Friday, January 08, 2010

New Year's Resolution

My New Year Resolution: Rather than saying "damn you," I'm going to try saying "bless you." I'm allowed to say "bless you" with irony at drivers who turn without signaling or exhibit automotive behavior indicating they have never actually sat down and examined the rules of the road. There's one other blasphemy that I'm working on erasing, too.

There are several contributing factors. I think the biggest was hearing some evangelical preacher-type on the radio thundering "God damn America!" over something or other. And I thought, "Wow; that is just so ugly -- ordering Deity around as if Deity didn't have enough to do anyway, and asking for more damnation on top of it?"

A few weeks later, I heard someone muttering my personal blasphemy as he crossed the street and my reaction was, "How excessively unattractive." I think he was having a bad hair day or something.

I guess my resolution comes down to: "Watch your thoughts, they become your words; watch your words, they become your actions; watch your actions, they become your character." I don't know who first said it, but it sounds good to me.

[Dataset entries]
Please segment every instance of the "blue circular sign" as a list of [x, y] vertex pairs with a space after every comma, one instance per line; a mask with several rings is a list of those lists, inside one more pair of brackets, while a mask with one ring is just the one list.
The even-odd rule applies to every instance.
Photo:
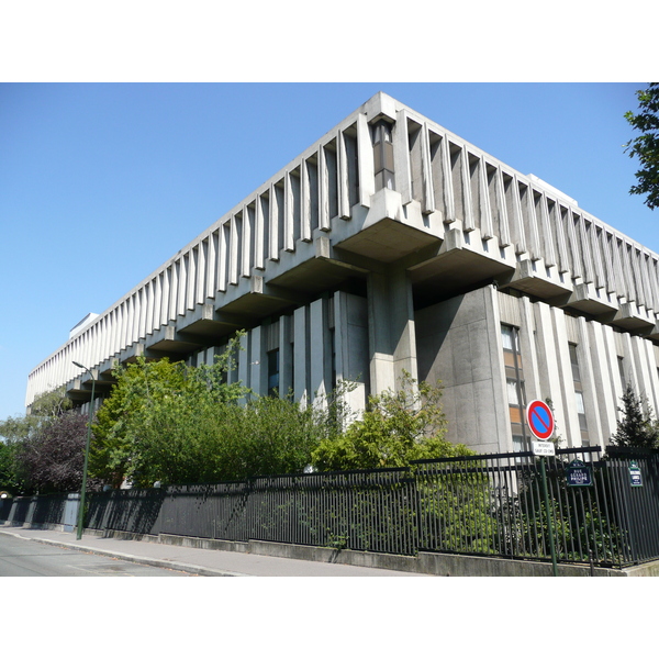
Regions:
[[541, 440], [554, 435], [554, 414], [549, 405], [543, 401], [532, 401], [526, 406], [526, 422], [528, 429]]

==

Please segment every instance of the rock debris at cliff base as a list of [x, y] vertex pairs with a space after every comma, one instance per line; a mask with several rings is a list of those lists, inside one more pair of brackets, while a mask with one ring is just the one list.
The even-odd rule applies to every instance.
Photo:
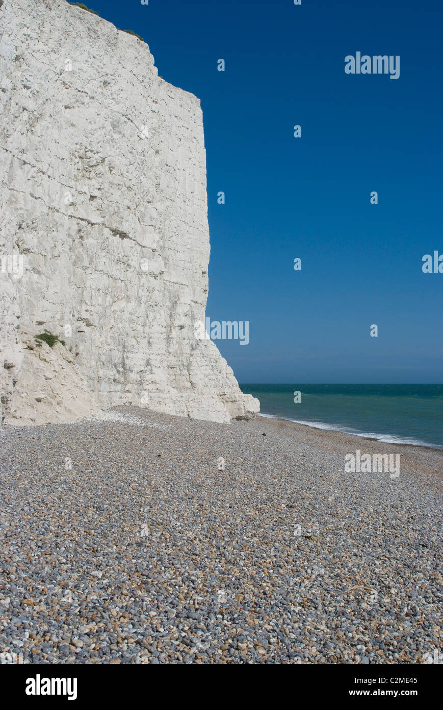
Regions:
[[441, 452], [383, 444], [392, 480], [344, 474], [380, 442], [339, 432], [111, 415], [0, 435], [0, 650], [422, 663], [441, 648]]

==

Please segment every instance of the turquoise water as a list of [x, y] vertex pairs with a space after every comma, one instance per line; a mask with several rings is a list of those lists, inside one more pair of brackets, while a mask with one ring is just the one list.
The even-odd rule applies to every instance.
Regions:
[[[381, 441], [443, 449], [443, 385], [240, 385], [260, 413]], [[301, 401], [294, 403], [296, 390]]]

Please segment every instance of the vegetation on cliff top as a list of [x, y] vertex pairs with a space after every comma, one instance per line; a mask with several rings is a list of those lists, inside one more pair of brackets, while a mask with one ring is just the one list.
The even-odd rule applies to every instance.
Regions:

- _Exercise goal_
In the New Year's resolution post, which phrase will the writer try to say in place of "damn you"?

- _Task output_
"Bless you."